*** Source document
It would be useful for many projects, but it was not easy to adopt it,
and it has been relatively unknown outside of Solaris and FreeBSD
circles.

We have been using it for many years with the Linux kernel and DTrace.
Other projects may adopt it. It is *useful* for many other projects, but
it was quite difficult to generate CTF-format data (from DWARF using a
variety of painful-to-port Solaris tools). I know I wanted it in the
past for various other profilers I was writing, but I didn't use it
because I had no idea it existed. It seems likely to be *useful* for
debuggers and tracers and introspectors of all sorts: anything that
wants to know what type an ELF object is, or what type function
arguments or return types are, and who wants to be able to decompose
that type into its constitutent pieces and chase pointers from it and
make sense of the results seems likely to be able to make use of CTF.

In particular, GDB, perf, and sysprof could definitely make use of it,
as could systemtap, rr, and honestly I'm only limited here by not
knowing the names of more obscure debugger projects. Right now these
either cannot do useful things with datatypes at all, or require all the
DWARF debuginfo to be present to do anything, and given that many of
these things are systemwide continuous debuggers, the debuginfo is
almost never present when the debugger points at a victim program and
tries to print out argument info or whatever.
******
*** Dataset entries
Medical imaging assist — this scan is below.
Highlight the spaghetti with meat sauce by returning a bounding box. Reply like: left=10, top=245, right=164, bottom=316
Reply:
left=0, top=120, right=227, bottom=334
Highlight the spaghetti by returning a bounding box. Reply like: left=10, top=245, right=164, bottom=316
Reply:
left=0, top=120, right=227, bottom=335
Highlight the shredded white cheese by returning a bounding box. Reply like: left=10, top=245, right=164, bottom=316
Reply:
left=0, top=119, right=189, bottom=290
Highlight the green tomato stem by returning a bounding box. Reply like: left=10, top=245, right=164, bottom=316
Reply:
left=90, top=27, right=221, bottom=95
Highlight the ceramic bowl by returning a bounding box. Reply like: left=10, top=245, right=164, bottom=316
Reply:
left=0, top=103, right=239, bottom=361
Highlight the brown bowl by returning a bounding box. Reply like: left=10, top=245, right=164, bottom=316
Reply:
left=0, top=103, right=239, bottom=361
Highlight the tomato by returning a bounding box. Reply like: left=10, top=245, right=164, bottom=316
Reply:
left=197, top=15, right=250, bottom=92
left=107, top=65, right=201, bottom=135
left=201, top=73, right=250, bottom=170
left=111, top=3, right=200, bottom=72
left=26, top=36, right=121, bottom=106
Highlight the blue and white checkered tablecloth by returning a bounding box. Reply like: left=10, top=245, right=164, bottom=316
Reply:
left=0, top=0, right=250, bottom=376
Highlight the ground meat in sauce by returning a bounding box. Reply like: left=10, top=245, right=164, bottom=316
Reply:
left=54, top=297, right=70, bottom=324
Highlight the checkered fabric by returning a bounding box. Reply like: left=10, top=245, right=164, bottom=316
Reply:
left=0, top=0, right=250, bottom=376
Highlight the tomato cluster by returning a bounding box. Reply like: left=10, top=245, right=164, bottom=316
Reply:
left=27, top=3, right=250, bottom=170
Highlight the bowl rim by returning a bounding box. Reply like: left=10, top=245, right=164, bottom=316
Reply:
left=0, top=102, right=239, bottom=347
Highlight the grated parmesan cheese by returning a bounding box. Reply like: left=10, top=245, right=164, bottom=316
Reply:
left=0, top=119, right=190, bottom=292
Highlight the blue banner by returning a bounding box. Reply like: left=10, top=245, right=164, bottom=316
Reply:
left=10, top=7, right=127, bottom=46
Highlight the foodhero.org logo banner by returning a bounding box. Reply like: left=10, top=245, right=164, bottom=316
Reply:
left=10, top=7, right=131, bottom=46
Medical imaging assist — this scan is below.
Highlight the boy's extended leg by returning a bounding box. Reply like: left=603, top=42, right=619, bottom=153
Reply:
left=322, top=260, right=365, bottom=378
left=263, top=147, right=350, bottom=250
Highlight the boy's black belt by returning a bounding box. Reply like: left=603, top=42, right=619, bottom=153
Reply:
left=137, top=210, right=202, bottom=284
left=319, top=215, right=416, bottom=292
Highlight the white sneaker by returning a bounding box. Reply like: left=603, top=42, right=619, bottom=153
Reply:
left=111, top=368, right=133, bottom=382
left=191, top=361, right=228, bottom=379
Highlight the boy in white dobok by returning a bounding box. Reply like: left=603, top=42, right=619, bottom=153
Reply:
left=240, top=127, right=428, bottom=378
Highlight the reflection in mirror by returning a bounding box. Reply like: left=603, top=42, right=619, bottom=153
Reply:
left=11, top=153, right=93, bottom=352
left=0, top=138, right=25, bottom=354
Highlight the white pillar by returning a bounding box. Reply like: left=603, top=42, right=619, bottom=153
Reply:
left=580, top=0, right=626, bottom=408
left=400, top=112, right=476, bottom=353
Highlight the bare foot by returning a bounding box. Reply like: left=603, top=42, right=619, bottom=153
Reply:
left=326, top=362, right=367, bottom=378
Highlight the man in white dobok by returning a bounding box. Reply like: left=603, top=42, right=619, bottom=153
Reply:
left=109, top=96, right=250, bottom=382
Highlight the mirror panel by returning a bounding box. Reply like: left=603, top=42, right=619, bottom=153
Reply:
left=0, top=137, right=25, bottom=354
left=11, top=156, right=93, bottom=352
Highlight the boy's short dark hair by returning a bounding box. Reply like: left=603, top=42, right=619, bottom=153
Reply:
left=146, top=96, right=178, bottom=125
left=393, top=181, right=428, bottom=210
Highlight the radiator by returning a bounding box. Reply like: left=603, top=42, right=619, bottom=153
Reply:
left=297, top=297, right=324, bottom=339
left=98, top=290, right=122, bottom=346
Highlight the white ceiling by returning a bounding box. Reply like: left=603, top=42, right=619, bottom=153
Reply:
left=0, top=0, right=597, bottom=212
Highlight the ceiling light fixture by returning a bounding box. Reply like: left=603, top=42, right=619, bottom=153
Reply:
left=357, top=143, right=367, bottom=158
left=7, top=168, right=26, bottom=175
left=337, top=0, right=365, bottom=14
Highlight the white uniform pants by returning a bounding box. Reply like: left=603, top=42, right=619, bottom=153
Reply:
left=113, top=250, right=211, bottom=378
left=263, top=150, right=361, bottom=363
******
_Stated problem 1_: List every tool or project that the passage on CTF says could make use of it.
_Stated problem 2_: According to the passage on CTF, from what format did CTF data have to be generated?
_Stated problem 3_: Extend the passage on CTF past its final sentence.
The records have no connection to the passage on CTF.

_Reply 1_: GDB, perf, sysprof, systemtap, rr

_Reply 2_: From DWARF.

_Reply 3_:
I'm fairly confident that having type information for C programs as
widely and easily available as it is, for, say, Lisp programs (with a
cost, often, of only a few kilobytes) is a generally good thing. We're
making a start by adding CTF support to GCC, GNU ld and GDB.


Size-wise it really is pretty small. Let's try a few samples (with a
notably unscientific construction method). The first five numeric
columns are a count of types, and CTF sizes in bytes (the sizes of
specific sections: all uncompressed sizes but the first 'size' number.
"DWARF size" is the size of .debug_info.)

                       CTF
Program          types size (uncompressed)  stringsize  typesize   DWARF size
coreutils ls     396   10324 (26216)        13148       13068      74241
GAS 2.30         1123  55748 (172731)       106079      66652      1001453
emacs 26.1.50    3546  104276 (284479)      142231      142248     3912261
X.org 1.20.3     7266  152196 (473797)      201421      272376     4163434
GhostScript 9.26 7873  181036 (538901)      243293      295608     7943132
Gtk 3.24.7       9236  208612 (620926)      328174      292752     6106925

So a shrinkage over DWARF of roughly 80%, and usually less than 5% of
the size of the binary whose types are described. With planned format
and generation improvements, I expect that a 90% shrinkage over DWARF is
probably achievable without too much effort. (More than that might
require pruning out individual unused bits, a fairly radical change.)
Nick Alcock May 8, 2019, 11:39 a.m. | #12
On 7 May 2019, Joseph Myers said:

> On Fri, 3 May 2019, Nick Alcock wrote:

>

>> > This means libctf should be portable to the same range of hosts as 

>> > binutils, all of which can be used as hosts for cross toolchains for a 

>> > range of targets (ELF and non-ELF).  For example, it should be portable to 

>> > hosts such as MinGW or OS X.

>> 

>> Seems sensible. It might lose some functionality, though, at least to

>> start with. (Say, sharing string tables with the overarching container,

>> opening CTF files by handing them an fd to a containing binary, etc.

>> There are alternatives callers can use in all these cases.)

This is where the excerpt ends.